(Dataset excerpts)

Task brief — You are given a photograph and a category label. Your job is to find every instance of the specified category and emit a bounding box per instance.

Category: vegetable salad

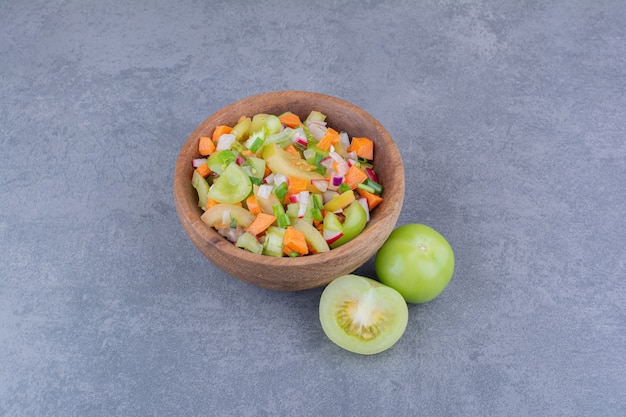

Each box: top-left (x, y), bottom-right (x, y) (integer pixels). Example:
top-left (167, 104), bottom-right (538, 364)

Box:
top-left (191, 110), bottom-right (384, 257)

(What the task asks) The data shown above must be printed again exactly, with no images included.

(Your solution)
Task brief — You are given a photograph and a category label. Your job is to find every instance of the specified category and emit a bounding box per instance.

Category: vegetable salad


Each box: top-left (x, y), bottom-right (x, y) (integer pixels). Example:
top-left (167, 104), bottom-right (538, 364)

Box:
top-left (191, 110), bottom-right (384, 257)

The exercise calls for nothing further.